** Problem requirements **
Transcribe the entries exactly as each line appears.

---------- Exercise materials

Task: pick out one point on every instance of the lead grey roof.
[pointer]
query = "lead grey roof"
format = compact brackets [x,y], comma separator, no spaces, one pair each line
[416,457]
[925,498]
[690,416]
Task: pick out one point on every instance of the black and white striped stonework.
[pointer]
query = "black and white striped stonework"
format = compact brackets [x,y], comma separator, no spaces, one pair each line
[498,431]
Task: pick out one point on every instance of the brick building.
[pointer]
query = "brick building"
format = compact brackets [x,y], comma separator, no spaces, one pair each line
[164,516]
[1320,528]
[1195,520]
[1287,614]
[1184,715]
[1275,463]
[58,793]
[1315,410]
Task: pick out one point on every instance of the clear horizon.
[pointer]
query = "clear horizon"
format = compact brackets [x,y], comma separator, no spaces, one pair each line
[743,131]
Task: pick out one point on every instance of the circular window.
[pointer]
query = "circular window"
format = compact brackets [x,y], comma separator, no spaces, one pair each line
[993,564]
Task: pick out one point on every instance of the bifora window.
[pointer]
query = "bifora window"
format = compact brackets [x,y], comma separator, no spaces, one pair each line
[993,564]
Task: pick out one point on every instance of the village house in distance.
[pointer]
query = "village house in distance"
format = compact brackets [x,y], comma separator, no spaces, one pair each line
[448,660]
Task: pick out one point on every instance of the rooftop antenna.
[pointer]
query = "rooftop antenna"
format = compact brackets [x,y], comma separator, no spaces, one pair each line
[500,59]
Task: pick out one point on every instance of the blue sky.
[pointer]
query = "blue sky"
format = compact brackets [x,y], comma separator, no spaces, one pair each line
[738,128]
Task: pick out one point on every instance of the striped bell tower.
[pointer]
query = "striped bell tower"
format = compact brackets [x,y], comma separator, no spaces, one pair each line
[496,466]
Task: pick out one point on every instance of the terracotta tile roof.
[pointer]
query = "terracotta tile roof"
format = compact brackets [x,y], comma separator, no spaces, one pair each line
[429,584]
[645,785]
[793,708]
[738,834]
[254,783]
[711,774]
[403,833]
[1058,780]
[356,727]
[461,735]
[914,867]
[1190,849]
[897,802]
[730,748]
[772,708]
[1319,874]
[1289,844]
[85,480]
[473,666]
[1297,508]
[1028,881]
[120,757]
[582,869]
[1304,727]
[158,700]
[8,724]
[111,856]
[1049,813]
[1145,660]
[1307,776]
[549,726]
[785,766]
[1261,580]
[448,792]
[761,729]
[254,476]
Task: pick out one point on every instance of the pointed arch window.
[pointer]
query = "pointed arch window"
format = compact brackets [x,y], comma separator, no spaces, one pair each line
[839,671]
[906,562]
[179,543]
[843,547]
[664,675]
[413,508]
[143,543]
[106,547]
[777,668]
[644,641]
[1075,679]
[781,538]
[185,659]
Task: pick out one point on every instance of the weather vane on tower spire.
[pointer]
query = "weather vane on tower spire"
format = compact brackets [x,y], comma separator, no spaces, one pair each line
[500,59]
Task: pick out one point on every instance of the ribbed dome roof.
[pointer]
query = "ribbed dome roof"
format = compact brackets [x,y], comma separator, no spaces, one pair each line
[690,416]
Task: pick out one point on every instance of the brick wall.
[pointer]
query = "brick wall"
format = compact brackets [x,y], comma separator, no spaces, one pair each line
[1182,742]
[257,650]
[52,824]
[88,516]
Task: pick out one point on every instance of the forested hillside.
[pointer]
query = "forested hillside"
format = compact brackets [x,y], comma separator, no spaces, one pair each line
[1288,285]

--------------------

** Worked solution **
Task: pick out one point on every instance of the lead grey roof.
[pointer]
query = "lead grey roof"
format = compact brackets [x,y], comma separator, no spaces, one pair each line
[416,457]
[925,498]
[690,416]
Task: pick out one point on every instance of the black and white striped stonework.
[pointer]
query = "black and white striped stonework"
format = compact brackets [x,y], comma separator, no spaces, one pair each line
[498,431]
Task: pick out one point on every instance of the brick building.
[pointer]
query = "brick building"
format = compact brackets [x,y], comma separator, no spaces, one pair each line
[164,516]
[1320,528]
[1195,520]
[1287,614]
[1184,715]
[1275,463]
[58,793]
[1315,410]
Task: pick out one point on every instance of the clear horizon.
[pointer]
query = "clear horizon"
format = compact brackets [x,y], comma separator, no spaces, one pair each line
[743,131]
Task: pick out one point on every instance of the circular window.
[pointer]
query = "circular window"
format = compact brackets [x,y], comma separator, no spaces, one pair each line
[993,564]
Task: pick out one point on every instance of the bifora window.
[pointer]
query = "bifora window"
format = compact brackets [x,y], comma separator, no spaces, one pair each line
[993,564]
Task: pick out one point on every instance of the village house in distance.
[pointer]
query = "village house in distance"
format = compact brackets [x,y], comma separator, no spaces, one pair each line
[448,660]
Task: pick out one point on every instance of the rooftop antenna.
[pointer]
query = "rooftop antenna"
format = compact brackets [x,y], comma separator, no spaces, one pair each line
[500,59]
Task: pick out one point on every instance of the blue sky.
[pointer]
query = "blue sky"
format = compact brackets [x,y], comma separator, no spaces, one pair each line
[738,128]
Task: pick out one point on every instance of the striped bell tower.
[pointer]
query = "striped bell tower"
format = compact brackets [x,y], comma separator, no spaces, one pair each line
[496,466]
Task: pick out one point on every instance of the terracotta tile roof.
[pointer]
query = "terracotta tile roof"
format = compact brackets [x,y], comma separator, no spaces, one pair each line
[429,584]
[645,785]
[793,708]
[738,834]
[254,783]
[711,774]
[403,833]
[1058,780]
[356,727]
[461,735]
[914,867]
[1190,849]
[897,802]
[730,748]
[772,708]
[1319,874]
[1289,844]
[85,480]
[473,666]
[1297,508]
[1028,881]
[120,757]
[582,869]
[1304,727]
[158,700]
[8,724]
[111,856]
[1049,813]
[1145,660]
[1307,776]
[549,726]
[785,766]
[1261,580]
[448,792]
[761,729]
[254,476]
Task: pick out one point on every instance of the pointed arch window.
[pointer]
query = "pointed arch window"
format = compact brackets [x,y], comma separator, no spaces, one pair each line
[839,671]
[906,562]
[179,543]
[843,547]
[664,675]
[413,508]
[143,543]
[106,547]
[777,668]
[644,641]
[1075,679]
[781,538]
[185,659]
Task: pick out one point on every instance of the weather vane on tower spire.
[pointer]
query = "weather vane on tower spire"
format = compact brackets [x,y], comma separator, no spaces, one pair each line
[500,59]
Task: pick out one point on every instance of the ribbed dome roof.
[pointer]
query = "ribbed dome roof"
format = compact brackets [x,y], comma separator, no spaces, one pair each line
[690,416]
Task: pick out one point on every instance of the brick wall.
[pointer]
query = "brick wall"
format = compact brackets [x,y], comma separator, no spaces, one pair each line
[1182,742]
[257,650]
[52,824]
[88,516]
Task: pick out one point on every instance of the forested hillside.
[pointer]
query = "forested hillside"
format = compact brackets [x,y], comma separator, no spaces, one pair each line
[1288,285]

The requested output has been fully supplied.